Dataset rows
⟨
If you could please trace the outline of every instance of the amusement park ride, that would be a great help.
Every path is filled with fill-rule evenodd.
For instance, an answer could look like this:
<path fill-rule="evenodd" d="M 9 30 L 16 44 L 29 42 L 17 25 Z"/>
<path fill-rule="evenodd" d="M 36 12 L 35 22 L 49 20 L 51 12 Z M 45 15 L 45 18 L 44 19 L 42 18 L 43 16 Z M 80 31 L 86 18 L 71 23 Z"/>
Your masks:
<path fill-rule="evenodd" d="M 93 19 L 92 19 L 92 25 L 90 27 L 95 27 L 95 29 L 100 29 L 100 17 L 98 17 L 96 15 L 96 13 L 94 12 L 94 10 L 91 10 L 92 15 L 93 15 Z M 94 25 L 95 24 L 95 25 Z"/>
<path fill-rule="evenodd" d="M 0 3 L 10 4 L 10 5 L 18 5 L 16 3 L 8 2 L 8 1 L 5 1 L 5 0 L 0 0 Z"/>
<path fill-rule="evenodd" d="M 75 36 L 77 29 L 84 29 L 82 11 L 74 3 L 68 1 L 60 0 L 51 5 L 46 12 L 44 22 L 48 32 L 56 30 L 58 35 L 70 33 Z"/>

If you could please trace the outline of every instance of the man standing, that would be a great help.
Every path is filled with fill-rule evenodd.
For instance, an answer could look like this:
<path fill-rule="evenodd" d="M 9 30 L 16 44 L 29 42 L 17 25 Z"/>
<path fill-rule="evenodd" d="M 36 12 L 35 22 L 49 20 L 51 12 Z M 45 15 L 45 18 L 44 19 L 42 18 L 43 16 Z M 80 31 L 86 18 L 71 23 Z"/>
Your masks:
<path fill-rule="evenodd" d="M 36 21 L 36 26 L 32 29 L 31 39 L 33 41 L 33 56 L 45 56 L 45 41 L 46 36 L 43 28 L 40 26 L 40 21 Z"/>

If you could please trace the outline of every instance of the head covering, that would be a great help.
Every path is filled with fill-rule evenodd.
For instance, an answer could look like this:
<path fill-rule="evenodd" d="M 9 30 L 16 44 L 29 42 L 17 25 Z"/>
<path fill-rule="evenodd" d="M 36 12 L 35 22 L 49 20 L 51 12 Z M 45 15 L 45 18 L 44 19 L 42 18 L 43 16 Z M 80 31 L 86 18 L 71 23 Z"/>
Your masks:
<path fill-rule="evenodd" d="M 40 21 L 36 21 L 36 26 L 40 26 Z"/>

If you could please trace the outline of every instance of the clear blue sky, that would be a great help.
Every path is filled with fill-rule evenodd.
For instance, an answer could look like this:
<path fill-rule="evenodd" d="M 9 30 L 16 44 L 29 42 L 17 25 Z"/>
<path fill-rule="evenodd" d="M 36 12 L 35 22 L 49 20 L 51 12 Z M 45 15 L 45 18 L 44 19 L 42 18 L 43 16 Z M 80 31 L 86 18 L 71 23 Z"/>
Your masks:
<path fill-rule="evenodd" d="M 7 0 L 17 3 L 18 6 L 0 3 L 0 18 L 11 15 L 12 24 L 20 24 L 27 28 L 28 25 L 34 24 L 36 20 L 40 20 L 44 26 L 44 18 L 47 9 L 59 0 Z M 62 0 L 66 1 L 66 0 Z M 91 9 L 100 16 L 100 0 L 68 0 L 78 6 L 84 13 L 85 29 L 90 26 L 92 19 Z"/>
⟩
#### [Stated goal]
Copy the listing line for line, with no changes.

#### [Output]
If you could please trace the outline of every instance of the amusement park ride, that would be a great help.
Every path is filled with fill-rule evenodd.
For instance, an answer could look like this:
<path fill-rule="evenodd" d="M 9 30 L 16 44 L 29 42 L 17 25 Z"/>
<path fill-rule="evenodd" d="M 36 12 L 35 22 L 49 20 L 51 12 Z M 45 15 L 45 18 L 44 19 L 42 18 L 43 16 Z M 80 31 L 86 18 L 71 23 Z"/>
Your masks:
<path fill-rule="evenodd" d="M 93 19 L 92 19 L 92 25 L 90 27 L 95 27 L 95 29 L 100 29 L 100 17 L 98 17 L 96 15 L 96 13 L 94 12 L 94 10 L 91 10 L 92 15 L 93 15 Z M 94 25 L 95 24 L 95 25 Z"/>
<path fill-rule="evenodd" d="M 0 3 L 10 4 L 10 5 L 18 5 L 16 3 L 8 2 L 8 1 L 5 1 L 5 0 L 0 0 Z"/>
<path fill-rule="evenodd" d="M 75 36 L 77 29 L 84 29 L 82 11 L 74 3 L 68 1 L 60 0 L 51 5 L 46 12 L 44 22 L 48 32 L 56 30 L 58 35 L 70 33 Z"/>

If you could please trace the outline of every instance of the man standing, that would be a great help.
Every path is filled with fill-rule evenodd.
For instance, an answer could look like this:
<path fill-rule="evenodd" d="M 9 30 L 16 44 L 29 42 L 17 25 Z"/>
<path fill-rule="evenodd" d="M 36 12 L 35 22 L 49 20 L 51 12 Z M 45 15 L 45 18 L 44 19 L 42 18 L 43 16 Z M 80 31 L 86 18 L 71 23 Z"/>
Your masks:
<path fill-rule="evenodd" d="M 36 21 L 36 26 L 32 29 L 31 39 L 33 41 L 33 56 L 45 56 L 45 41 L 46 36 L 43 28 L 40 26 L 40 21 Z"/>

If you could please trace the outline of every instance of the head covering, that would be a great help.
Every path is filled with fill-rule evenodd.
For instance, an answer could look like this:
<path fill-rule="evenodd" d="M 9 30 L 16 44 L 29 42 L 17 25 Z"/>
<path fill-rule="evenodd" d="M 36 12 L 35 22 L 49 20 L 51 12 Z M 45 15 L 45 18 L 44 19 L 42 18 L 43 16 Z M 80 31 L 86 18 L 71 23 Z"/>
Your masks:
<path fill-rule="evenodd" d="M 40 21 L 36 21 L 36 26 L 40 26 Z"/>

If you could please trace the outline of every instance of the clear blue sky, that would be a great help.
Every path is filled with fill-rule evenodd.
For instance, an answer could look like this:
<path fill-rule="evenodd" d="M 9 30 L 16 44 L 29 42 L 17 25 Z"/>
<path fill-rule="evenodd" d="M 36 12 L 35 22 L 49 20 L 51 12 Z M 45 15 L 45 18 L 44 19 L 42 18 L 43 16 Z M 80 31 L 86 18 L 71 23 Z"/>
Your masks:
<path fill-rule="evenodd" d="M 7 0 L 17 3 L 18 6 L 0 3 L 0 18 L 11 15 L 12 24 L 20 24 L 27 28 L 28 25 L 34 24 L 36 20 L 40 20 L 44 26 L 44 18 L 47 9 L 59 0 Z M 62 0 L 66 1 L 66 0 Z M 91 9 L 100 16 L 100 0 L 68 0 L 78 6 L 84 13 L 85 29 L 90 26 L 92 19 Z"/>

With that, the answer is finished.